TEXTO PARA LEITURA »
++++++++
No caso do Goiânia Shopping, a empresa empreendedora Maia & Borba Ltda. com o nome de fantasia MB Engenharia, obteve o Alvará de Construção nº 022/C/92, sendo tal projeto aprovado, inclusive, pelo Núcleo de Meio Ambiente do IPLAN, sendo as obras iniciadas no ano de 1992.
Quando o Ministério Público instaurou o Inquérito Civil, naquele mesmo ano, não se dispunha de documentos e provas suficientes para o questionamento legal do domínio da área. Tanto é assim que, apesar da instauração do referido inquérito ter sido provocado por representação de vários moradores denunciando a violenta degradação de área de preservação permanente, ameaçada por construção comercial na sua área, não se conseguiu apurar a real situação do parque.
Associação reivindicou, mas promotor não agiu pelo resgate do parque!
A diligência realizada pelo Ministério Público no IPLAN apurou a informação prestada, em 1992, pelo Grupo de Cadastro de Áreas Verdes, conforme nos diz o saudoso promotor de Justiça Sulivan Silvestre, no seu livro O Ministério Público e a defesa do meio ambiente, publicado pelo CERNE, em 1996, de que:
"(...) na planta de loteamento original do Setor Bueno a área constava como “parque”. Em loteamento posterior a 1974, legal mas indevidamente foi aprovado o loteamento desta área verde” .
++++++++
PROBLEMA A RESOLVER » Edite o trecho do texto sobre o Goiânia Shopping que vai de "No caso do Goiânia" até "situação do parque.", trocando "moradores" por "cidadãos". Os registros não têm relação com o texto sobre o Goiânia Shopping.

Registros do conjunto de dados de apontamento
++++++++
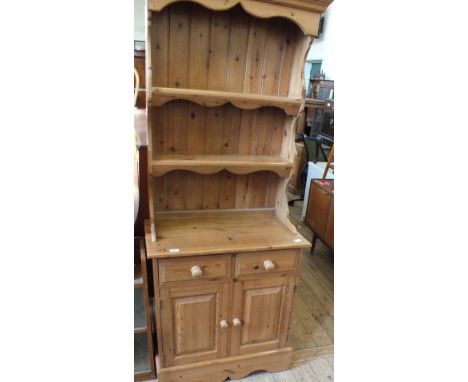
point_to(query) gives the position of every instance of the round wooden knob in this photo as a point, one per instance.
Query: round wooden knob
(196, 271)
(268, 265)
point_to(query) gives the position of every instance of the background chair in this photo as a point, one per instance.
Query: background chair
(315, 153)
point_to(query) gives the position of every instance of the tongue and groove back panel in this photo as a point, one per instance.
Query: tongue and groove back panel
(186, 128)
(197, 48)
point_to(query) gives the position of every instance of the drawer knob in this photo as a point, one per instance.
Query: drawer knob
(196, 271)
(268, 265)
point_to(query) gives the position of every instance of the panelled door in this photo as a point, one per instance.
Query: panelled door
(191, 317)
(260, 315)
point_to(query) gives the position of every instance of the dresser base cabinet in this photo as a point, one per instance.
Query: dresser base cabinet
(223, 315)
(235, 367)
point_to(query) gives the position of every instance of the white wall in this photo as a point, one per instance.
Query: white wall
(139, 20)
(322, 48)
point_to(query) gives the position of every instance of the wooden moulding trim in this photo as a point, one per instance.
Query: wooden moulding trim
(234, 367)
(211, 164)
(305, 14)
(212, 98)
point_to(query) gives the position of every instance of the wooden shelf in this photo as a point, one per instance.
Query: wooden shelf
(211, 98)
(210, 164)
(137, 277)
(219, 231)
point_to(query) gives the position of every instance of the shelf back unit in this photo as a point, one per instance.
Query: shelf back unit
(225, 87)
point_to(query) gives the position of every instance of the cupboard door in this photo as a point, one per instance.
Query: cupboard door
(191, 316)
(318, 207)
(329, 236)
(260, 316)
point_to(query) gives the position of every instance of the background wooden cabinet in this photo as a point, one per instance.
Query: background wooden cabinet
(320, 211)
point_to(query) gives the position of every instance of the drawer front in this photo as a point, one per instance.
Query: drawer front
(194, 268)
(255, 263)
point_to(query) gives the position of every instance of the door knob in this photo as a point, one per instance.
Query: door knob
(196, 271)
(268, 265)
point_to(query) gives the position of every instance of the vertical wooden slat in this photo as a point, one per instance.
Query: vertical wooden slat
(176, 190)
(255, 56)
(242, 192)
(159, 193)
(272, 185)
(248, 132)
(199, 47)
(213, 129)
(195, 145)
(235, 70)
(179, 48)
(273, 57)
(194, 194)
(195, 129)
(290, 40)
(230, 128)
(227, 191)
(296, 83)
(277, 132)
(158, 128)
(264, 131)
(257, 188)
(159, 50)
(219, 41)
(211, 185)
(177, 113)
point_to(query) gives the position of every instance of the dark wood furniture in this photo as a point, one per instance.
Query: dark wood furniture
(320, 212)
(144, 367)
(139, 64)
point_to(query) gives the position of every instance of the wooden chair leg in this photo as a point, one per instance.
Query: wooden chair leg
(314, 240)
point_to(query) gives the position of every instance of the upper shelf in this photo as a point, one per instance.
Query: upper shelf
(211, 98)
(210, 164)
(219, 231)
(304, 13)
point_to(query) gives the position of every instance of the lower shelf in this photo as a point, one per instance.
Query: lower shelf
(219, 231)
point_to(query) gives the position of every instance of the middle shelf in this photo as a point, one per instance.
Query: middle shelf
(210, 164)
(210, 98)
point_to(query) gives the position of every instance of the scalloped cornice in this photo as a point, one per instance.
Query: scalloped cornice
(304, 13)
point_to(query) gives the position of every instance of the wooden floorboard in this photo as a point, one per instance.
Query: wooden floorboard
(312, 317)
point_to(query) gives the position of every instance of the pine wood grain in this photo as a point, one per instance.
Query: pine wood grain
(226, 232)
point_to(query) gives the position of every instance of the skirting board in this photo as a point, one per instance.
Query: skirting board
(235, 367)
(304, 355)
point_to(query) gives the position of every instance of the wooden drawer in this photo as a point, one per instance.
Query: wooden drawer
(194, 268)
(254, 263)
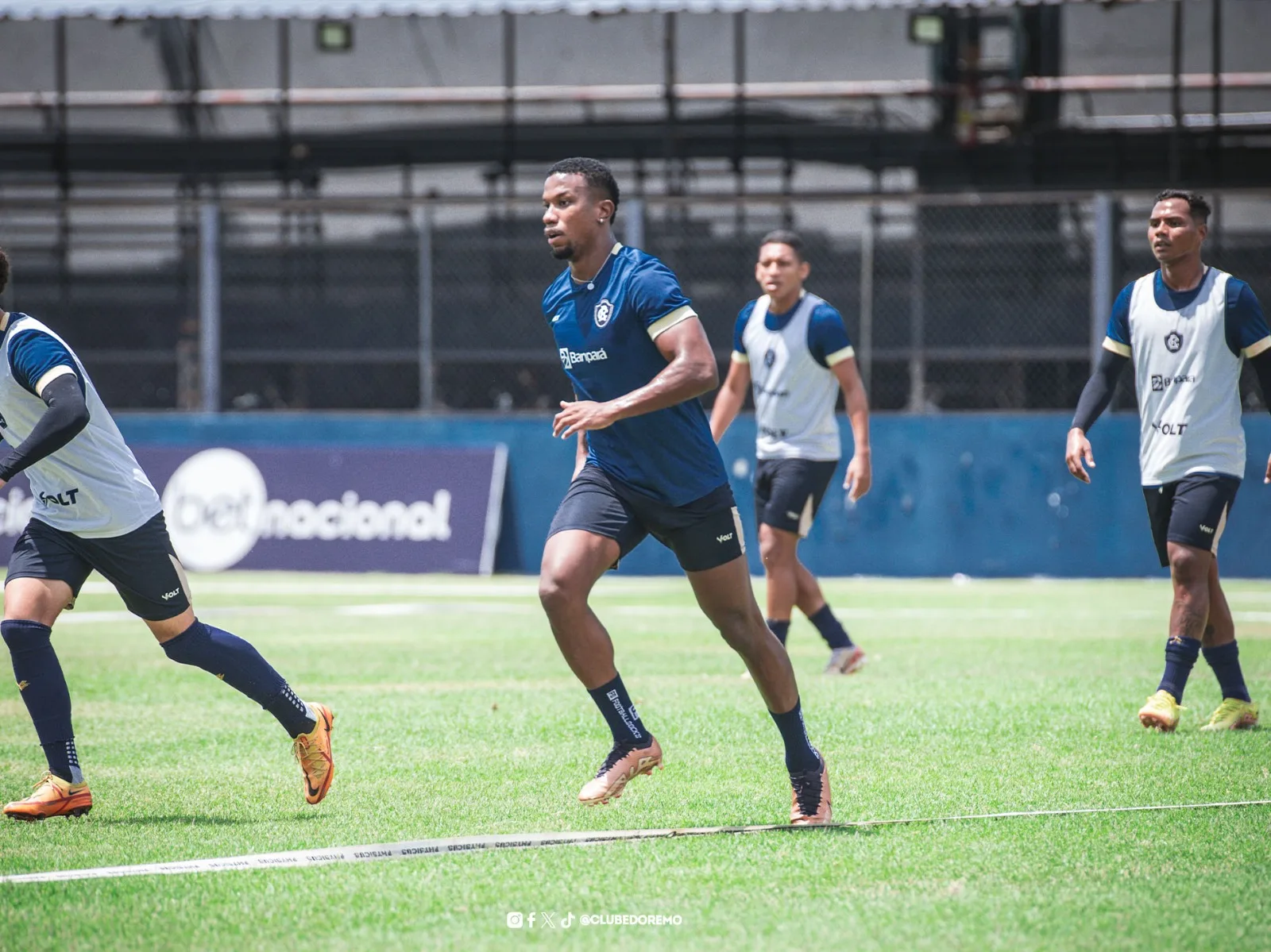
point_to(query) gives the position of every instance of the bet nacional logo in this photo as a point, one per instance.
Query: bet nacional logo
(214, 503)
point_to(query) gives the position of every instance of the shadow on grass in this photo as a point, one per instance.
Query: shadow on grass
(201, 820)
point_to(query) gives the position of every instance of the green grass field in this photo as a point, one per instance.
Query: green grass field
(457, 716)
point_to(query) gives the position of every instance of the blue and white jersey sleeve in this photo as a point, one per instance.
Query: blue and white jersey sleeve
(36, 357)
(739, 334)
(1118, 323)
(658, 298)
(1247, 333)
(828, 337)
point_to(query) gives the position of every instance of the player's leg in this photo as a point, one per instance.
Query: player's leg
(44, 579)
(1219, 646)
(779, 588)
(847, 657)
(589, 534)
(724, 595)
(794, 496)
(145, 571)
(1185, 549)
(778, 550)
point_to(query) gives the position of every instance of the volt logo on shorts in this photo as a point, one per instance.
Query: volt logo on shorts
(570, 357)
(64, 499)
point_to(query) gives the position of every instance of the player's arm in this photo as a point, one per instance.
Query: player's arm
(1099, 389)
(67, 416)
(732, 395)
(1096, 397)
(690, 370)
(832, 347)
(860, 474)
(1262, 370)
(1250, 337)
(730, 398)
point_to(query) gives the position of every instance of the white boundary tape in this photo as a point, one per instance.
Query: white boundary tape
(467, 844)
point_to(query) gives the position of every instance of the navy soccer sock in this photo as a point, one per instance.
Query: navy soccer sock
(830, 628)
(241, 668)
(620, 713)
(800, 753)
(1226, 661)
(44, 691)
(1181, 653)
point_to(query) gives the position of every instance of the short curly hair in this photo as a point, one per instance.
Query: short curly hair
(783, 235)
(594, 172)
(1196, 202)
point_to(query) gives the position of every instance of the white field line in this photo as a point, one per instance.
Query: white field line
(412, 850)
(480, 588)
(496, 607)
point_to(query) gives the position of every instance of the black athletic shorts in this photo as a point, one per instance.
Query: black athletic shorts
(1192, 511)
(703, 534)
(141, 565)
(788, 492)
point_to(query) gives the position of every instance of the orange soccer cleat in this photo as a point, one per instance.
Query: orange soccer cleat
(313, 751)
(620, 768)
(52, 797)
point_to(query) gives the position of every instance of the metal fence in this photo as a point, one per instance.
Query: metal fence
(953, 303)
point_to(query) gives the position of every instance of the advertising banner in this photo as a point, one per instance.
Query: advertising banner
(315, 509)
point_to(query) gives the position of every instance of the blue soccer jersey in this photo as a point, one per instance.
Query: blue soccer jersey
(604, 330)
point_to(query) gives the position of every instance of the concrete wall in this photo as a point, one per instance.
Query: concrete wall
(985, 495)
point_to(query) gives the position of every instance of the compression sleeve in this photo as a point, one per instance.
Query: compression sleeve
(1247, 333)
(1118, 340)
(828, 337)
(658, 298)
(1262, 369)
(1099, 389)
(65, 417)
(739, 332)
(36, 357)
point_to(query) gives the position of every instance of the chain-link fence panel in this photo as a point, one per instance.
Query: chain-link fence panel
(952, 303)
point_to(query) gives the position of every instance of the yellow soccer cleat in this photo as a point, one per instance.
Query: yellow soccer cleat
(1233, 715)
(313, 751)
(845, 661)
(52, 797)
(620, 767)
(1161, 712)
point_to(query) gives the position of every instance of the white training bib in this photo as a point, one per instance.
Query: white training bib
(93, 486)
(1188, 383)
(794, 395)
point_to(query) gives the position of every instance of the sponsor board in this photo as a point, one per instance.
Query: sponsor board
(313, 509)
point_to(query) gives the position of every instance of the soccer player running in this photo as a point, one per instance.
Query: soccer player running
(639, 359)
(794, 349)
(95, 509)
(1188, 328)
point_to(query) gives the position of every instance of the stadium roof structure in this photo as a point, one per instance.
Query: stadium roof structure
(342, 10)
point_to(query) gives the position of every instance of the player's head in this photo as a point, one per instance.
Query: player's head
(580, 201)
(781, 268)
(1177, 225)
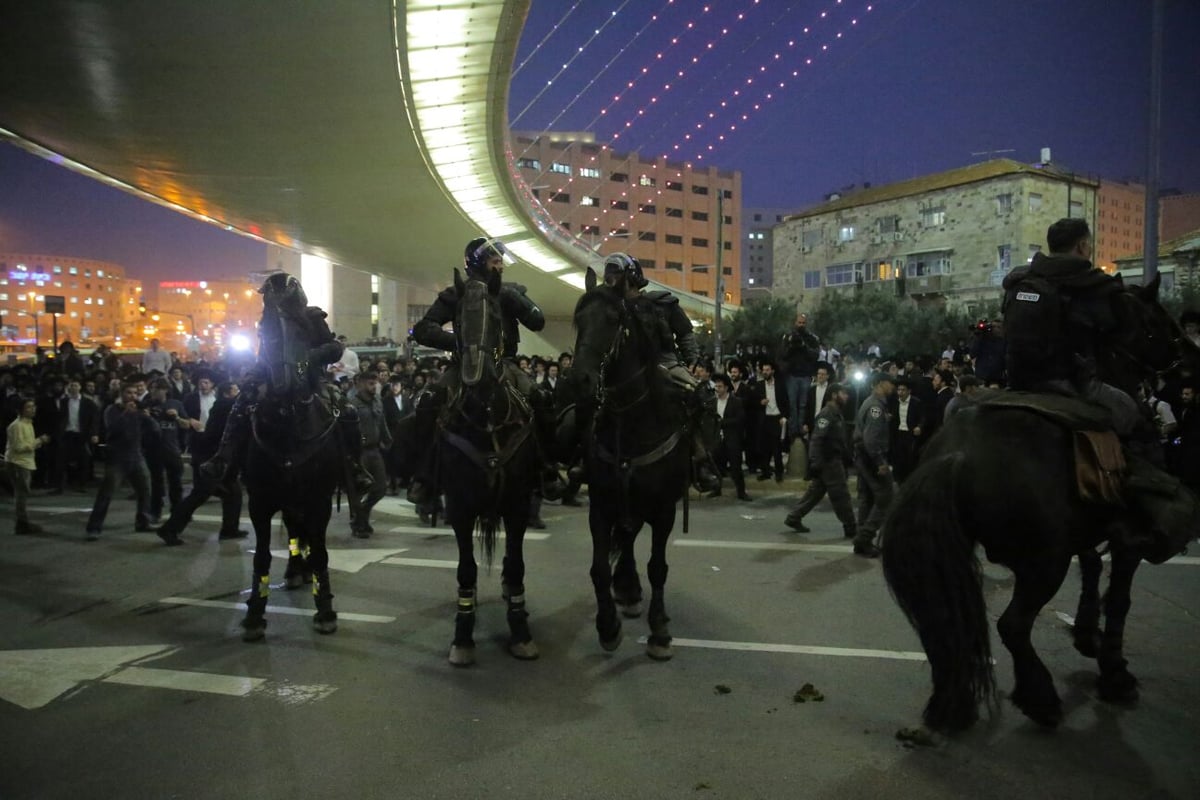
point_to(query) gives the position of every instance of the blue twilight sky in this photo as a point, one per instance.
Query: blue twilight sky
(912, 86)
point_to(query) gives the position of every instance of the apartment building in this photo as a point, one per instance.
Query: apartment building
(679, 222)
(945, 238)
(99, 301)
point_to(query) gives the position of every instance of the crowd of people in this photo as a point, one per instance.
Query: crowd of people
(851, 407)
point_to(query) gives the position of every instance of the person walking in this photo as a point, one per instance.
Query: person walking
(875, 481)
(828, 456)
(19, 449)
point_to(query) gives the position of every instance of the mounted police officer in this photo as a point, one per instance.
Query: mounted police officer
(873, 435)
(828, 457)
(1057, 316)
(484, 259)
(294, 347)
(679, 352)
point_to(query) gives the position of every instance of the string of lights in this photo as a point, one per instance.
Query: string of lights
(732, 97)
(595, 34)
(550, 126)
(546, 37)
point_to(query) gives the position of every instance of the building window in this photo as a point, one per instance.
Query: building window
(840, 275)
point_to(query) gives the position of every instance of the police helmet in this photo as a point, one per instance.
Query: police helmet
(623, 264)
(479, 251)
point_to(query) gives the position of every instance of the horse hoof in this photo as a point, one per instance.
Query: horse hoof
(462, 656)
(525, 650)
(658, 650)
(253, 631)
(630, 611)
(1117, 687)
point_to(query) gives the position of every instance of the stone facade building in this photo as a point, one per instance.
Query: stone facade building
(947, 238)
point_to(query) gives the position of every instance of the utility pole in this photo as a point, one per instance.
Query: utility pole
(720, 278)
(1150, 238)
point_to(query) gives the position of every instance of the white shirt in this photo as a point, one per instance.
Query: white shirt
(73, 414)
(819, 391)
(207, 403)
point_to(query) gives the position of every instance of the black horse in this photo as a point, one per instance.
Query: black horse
(637, 457)
(294, 458)
(1005, 477)
(487, 467)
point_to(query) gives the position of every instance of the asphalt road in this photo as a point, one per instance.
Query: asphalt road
(111, 690)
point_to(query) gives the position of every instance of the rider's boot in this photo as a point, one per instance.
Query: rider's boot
(221, 468)
(352, 439)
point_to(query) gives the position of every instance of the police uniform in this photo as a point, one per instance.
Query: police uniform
(875, 491)
(828, 456)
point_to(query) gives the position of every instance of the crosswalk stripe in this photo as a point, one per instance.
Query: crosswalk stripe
(798, 649)
(274, 609)
(433, 563)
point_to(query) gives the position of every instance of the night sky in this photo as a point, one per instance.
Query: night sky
(909, 89)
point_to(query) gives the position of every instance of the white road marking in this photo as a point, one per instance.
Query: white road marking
(33, 678)
(763, 546)
(274, 609)
(798, 649)
(187, 681)
(433, 563)
(531, 535)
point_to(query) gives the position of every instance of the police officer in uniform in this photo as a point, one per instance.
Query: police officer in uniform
(484, 260)
(828, 456)
(875, 482)
(275, 365)
(624, 270)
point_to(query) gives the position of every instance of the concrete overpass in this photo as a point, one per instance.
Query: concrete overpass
(370, 133)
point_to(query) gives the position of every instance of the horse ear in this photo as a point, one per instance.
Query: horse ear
(1152, 287)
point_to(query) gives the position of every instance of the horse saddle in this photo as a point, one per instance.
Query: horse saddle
(1101, 464)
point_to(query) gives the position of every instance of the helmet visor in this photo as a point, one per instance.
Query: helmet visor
(490, 248)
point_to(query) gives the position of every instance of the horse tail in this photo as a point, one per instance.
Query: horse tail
(934, 573)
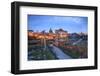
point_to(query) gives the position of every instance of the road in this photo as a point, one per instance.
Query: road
(59, 53)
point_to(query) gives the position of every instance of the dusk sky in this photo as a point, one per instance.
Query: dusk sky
(71, 24)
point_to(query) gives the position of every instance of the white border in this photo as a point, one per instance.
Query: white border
(26, 65)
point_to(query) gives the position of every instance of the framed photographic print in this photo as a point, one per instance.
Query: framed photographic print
(52, 37)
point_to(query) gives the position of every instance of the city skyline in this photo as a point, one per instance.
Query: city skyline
(68, 23)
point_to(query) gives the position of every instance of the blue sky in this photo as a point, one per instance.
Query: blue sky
(71, 24)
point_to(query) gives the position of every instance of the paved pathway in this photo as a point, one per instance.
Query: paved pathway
(59, 53)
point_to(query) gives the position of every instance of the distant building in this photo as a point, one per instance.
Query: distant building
(62, 36)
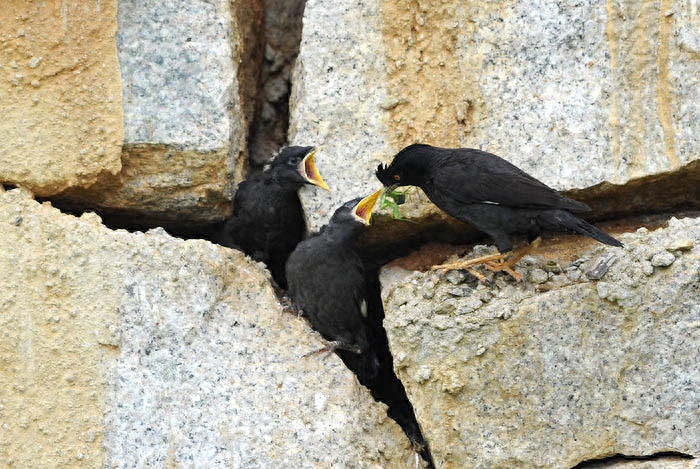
++++++++
RESPOSTA À TAREFA »
No caso do Goiânia Shopping, a empresa empreendedora Maia & Borba Ltda. com o nome de fantasia MB Engenharia, obteve o Alvará de Construção nº 022/C/92, sendo tal projeto aprovado, inclusive, pelo Núcleo de Meio Ambiente do IPLAN, sendo as obras iniciadas no ano de 1992.
Quando o Ministério Público instaurou o Inquérito Civil, naquele mesmo ano, não se dispunha de documentos e provas suficientes para o questionamento legal do domínio da área. Tanto é assim que, apesar da instauração do referido inquérito ter sido provocado por representação de vários cidadãos denunciando a violenta degradação de área de preservação permanente, ameaçada por construção comercial na sua área, não se conseguiu apurar a real situação do parque.